___ GIVEN PASSAGE ___

When one of my guest bloggers, Toshi posted, Can We Predict a Breakup? Social Network Analysis with MATLAB, he got several questions about the new graph and network algorithms capabilities in MATLAB introduced in R2015b. He would like to do a follow-up post to address some of those questions.

Contents

Questions from the Readers

In the comment section of my recent post about social network analysis, QC asked if there was any way to plot very large scale network (>10000 nodes) with uniform degree, and Christine Tobler kindly provided an example and a link to a dataset collection. I would like to build on her comment in this post.

Plotting Large Scale Network in MATLAB

Can MATLAB plot large scale network with more than 10,000 nodes? Let's start by reproducing Christine's example that plots a graph with 10,443 nodes and 20,650 edges, representing an L-shaped grid.

n = 120;
A = delsq(numgrid('L',n));
G = graph(A,'OmitSelfLoops');
plot(G)
title('A graph with 10,443 nodes and 20,650 edges')

Facebook Ego Network Dataset

For datasets, Christine suggested the Stanford Large Network Dataset Collection. I decided to take her up on her suggestion using its Facebook dataset. This dataset contains anonymized personal networks of connections between friends of survey participants. Such personal networks represent friendships of a focal node, known as "ego" node, and such networks are therefore called "ego" networks.

Let's download "facebook.tar.gz" and extract its content into a "facebook" directory in the current folder. Each file starts with a node id and ends with suffix like ".circle", or ".edges". Those are ids of the "ego" nodes. We can run loadFBdata.m to load data from those files. I will just reload the preprocessed data.

clearvars                                           % clear workspace
% loadFBdata                                        % run script
load facebook                                       % or load mat file
who
Your variables are:

circles    egofeat    feat       graphs     
edges      egoids     featnames  

Visualize Combined Ego Networks

Let's first combine all 10 ego networks into a graph and visualize them in a single plot. This combined network has a little fewer than 4,000 nodes but with over 84,000 edges. It also includes some ego nodes, which means those survey participants were not entirely unrelated to one another.

comb = vertcat(edges{:});                           % combine edges
comb = sort(comb, 2);                               % sort edge order
comb = unique(comb,'rows');                         % remove duplicates
comb = comb + 1;                                    % convert to 1-indexing
combG = graph(comb(:,1),comb(:,2));                 % create undirected graph
notConnected = find(degree(combG) == 0);            % find unconnected nodes
combG = rmnode(combG, notConnected);                % remove them

edgeC = [.7 .7 .7];                                 % gray color

figure
H = plot(combG,'MarkerSize',1,'EdgeColor',edgeC, ...% plot graph
    'EdgeAlpha',0.3);
title('Combined Ego Networks')                      % add title
text(17,13,sprintf('Total %d nodes', ...            % add node metric
    numnodes(combG)))

___

- SHORT PROBLEM A -
Which lines of the entries contain the string "cloud"? Pick out each such line and copy it in full, treating uppercase and lowercase as different.
The entries that come next have no connection to the MATLAB network post.

___ PROVIDED DATA ___

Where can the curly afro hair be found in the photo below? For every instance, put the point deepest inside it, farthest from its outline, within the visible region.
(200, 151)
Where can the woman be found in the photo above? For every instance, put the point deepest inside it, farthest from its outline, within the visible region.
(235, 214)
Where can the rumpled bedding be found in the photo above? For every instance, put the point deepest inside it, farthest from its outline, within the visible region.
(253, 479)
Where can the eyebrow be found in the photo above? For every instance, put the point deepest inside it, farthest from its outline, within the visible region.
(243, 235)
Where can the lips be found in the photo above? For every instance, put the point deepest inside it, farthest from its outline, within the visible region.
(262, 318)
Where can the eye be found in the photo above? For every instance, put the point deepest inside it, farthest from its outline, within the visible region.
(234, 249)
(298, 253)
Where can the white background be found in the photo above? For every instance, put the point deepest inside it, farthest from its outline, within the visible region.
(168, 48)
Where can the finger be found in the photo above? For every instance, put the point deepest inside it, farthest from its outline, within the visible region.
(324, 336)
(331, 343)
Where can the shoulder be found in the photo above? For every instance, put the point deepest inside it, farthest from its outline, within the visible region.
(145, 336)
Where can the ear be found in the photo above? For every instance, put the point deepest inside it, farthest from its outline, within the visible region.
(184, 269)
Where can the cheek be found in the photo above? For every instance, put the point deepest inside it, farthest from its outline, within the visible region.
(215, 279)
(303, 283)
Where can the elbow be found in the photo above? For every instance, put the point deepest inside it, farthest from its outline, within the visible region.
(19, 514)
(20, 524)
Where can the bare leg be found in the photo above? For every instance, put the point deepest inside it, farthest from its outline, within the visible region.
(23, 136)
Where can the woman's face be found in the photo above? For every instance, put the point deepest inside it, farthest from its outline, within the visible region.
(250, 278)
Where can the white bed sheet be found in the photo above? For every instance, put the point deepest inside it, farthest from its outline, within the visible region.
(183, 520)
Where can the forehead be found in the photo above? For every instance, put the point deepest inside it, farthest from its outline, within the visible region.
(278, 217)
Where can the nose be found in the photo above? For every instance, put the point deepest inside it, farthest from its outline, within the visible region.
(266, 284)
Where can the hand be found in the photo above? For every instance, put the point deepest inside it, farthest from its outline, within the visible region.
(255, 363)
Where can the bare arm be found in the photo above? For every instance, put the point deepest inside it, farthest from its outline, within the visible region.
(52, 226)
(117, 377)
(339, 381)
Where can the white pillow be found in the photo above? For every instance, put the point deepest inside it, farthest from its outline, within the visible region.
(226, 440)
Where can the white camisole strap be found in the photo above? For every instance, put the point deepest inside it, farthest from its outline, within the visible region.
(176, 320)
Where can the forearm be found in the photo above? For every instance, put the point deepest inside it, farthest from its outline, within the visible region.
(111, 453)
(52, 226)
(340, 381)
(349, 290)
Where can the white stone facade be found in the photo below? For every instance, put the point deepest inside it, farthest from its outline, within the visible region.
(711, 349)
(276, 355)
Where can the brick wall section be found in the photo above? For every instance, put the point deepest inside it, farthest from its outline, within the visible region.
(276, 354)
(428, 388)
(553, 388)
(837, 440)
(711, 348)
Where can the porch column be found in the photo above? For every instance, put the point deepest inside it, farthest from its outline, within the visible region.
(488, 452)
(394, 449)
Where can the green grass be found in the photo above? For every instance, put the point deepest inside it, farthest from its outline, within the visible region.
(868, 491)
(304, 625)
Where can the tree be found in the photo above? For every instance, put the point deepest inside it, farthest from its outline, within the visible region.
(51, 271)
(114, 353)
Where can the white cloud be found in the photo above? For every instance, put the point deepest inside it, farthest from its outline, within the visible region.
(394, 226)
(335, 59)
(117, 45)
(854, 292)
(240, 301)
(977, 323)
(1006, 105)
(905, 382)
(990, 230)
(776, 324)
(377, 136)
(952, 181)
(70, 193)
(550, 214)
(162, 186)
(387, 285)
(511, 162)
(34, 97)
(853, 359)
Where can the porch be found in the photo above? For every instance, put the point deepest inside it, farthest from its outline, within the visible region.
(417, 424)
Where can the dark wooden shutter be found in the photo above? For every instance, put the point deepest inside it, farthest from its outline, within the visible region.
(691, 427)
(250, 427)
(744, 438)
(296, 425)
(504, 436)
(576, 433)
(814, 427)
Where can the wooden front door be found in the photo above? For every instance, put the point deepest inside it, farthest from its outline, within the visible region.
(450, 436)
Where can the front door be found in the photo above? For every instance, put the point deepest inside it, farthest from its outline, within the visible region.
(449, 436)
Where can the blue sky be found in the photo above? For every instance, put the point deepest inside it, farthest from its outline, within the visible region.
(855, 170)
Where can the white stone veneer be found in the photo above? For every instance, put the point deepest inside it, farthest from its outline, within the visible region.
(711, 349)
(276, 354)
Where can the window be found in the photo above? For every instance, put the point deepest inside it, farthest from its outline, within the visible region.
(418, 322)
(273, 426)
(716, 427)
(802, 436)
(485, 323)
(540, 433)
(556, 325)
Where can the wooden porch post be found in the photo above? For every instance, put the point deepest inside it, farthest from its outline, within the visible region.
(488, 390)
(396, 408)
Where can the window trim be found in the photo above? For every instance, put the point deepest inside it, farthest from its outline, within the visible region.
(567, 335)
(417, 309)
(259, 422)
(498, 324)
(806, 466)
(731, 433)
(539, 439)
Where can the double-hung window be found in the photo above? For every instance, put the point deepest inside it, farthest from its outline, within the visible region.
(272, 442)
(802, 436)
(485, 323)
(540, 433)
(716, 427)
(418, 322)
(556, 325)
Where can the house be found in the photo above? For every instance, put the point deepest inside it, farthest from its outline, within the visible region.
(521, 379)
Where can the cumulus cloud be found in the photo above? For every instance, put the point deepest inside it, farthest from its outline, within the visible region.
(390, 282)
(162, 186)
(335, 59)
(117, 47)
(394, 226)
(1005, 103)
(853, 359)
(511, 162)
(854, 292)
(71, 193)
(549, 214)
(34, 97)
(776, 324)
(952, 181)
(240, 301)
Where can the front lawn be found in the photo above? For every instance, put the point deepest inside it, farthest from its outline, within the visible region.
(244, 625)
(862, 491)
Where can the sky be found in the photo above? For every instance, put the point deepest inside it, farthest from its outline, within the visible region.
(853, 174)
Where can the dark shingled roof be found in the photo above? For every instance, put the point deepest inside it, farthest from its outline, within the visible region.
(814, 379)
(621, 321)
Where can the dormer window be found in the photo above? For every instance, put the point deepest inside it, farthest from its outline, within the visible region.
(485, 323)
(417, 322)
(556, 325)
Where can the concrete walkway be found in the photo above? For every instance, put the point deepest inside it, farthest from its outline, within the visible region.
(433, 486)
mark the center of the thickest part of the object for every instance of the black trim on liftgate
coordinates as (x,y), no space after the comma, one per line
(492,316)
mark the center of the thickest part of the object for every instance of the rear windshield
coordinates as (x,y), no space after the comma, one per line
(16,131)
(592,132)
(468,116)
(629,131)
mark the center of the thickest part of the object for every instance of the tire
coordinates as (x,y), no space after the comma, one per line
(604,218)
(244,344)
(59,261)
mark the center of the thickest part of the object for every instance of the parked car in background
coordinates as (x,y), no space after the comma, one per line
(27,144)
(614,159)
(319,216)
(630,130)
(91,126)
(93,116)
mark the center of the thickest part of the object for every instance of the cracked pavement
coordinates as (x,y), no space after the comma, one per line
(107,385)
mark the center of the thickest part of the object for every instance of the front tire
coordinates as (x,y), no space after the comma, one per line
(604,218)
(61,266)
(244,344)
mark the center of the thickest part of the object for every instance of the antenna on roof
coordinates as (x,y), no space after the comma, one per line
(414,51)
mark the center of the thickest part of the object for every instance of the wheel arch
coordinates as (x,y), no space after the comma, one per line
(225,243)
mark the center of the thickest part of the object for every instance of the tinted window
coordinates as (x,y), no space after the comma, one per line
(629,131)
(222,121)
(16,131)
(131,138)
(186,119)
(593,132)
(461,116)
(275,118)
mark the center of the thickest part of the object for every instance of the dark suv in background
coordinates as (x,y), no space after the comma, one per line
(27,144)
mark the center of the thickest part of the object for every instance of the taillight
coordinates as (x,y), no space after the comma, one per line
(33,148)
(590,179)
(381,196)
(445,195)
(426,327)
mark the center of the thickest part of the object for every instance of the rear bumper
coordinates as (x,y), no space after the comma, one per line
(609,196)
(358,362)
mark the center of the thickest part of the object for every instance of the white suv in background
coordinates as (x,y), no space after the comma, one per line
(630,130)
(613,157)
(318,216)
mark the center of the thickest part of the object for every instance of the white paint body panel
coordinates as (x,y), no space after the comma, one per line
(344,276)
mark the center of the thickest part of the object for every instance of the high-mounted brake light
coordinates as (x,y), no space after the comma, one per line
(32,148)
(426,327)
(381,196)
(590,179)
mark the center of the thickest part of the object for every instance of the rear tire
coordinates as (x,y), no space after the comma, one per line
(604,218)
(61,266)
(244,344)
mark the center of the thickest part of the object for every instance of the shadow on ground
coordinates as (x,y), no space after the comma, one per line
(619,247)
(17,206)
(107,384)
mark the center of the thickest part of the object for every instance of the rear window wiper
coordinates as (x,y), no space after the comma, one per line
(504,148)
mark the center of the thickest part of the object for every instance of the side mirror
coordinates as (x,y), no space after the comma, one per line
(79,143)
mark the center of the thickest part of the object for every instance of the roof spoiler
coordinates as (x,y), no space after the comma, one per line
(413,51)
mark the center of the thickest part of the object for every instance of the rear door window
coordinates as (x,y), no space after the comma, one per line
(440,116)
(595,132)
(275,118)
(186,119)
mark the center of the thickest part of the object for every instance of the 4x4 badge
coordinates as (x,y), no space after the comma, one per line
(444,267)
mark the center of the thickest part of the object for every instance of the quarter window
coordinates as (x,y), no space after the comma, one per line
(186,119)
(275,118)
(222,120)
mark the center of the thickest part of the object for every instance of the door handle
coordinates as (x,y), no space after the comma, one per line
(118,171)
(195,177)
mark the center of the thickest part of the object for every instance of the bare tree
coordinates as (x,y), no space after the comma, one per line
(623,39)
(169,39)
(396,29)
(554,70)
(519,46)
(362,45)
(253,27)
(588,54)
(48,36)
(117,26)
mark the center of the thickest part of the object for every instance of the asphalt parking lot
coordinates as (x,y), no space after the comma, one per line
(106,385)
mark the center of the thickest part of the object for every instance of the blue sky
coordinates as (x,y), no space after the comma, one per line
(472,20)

___

- SHORT PROBLEM B -
Reproduce word for word the stretch of the MATLAB network post from "Questions from the" through "and 20,650 edges')".

- TASK OUTPUT A -
Where can the white cloud be found in the photo above? For every instance, put the point deepest inside it, farthest from its outline, within the visible region.
Where can the cumulus cloud be found in the photo above? For every instance, put the point deepest inside it, farthest from its outline, within the visible region.

- TASK OUTPUT B -
Questions from the Readers

In the comment section of my recent post about social network analysis, QC asked if there was any way to plot very large scale network (>10000 nodes) with uniform degree, and Christine Tobler kindly provided an example and a link to a dataset collection. I would like to build on her comment in this post.

Plotting Large Scale Network in MATLAB

Can MATLAB plot large scale network with more than 10,000 nodes? Let's start by reproducing Christine's example that plots a graph with 10,443 nodes and 20,650 edges, representing an L-shaped grid.

n = 120;
A = delsq(numgrid('L',n));
G = graph(A,'OmitSelfLoops');
plot(G)
title('A graph with 10,443 nodes and 20,650 edges')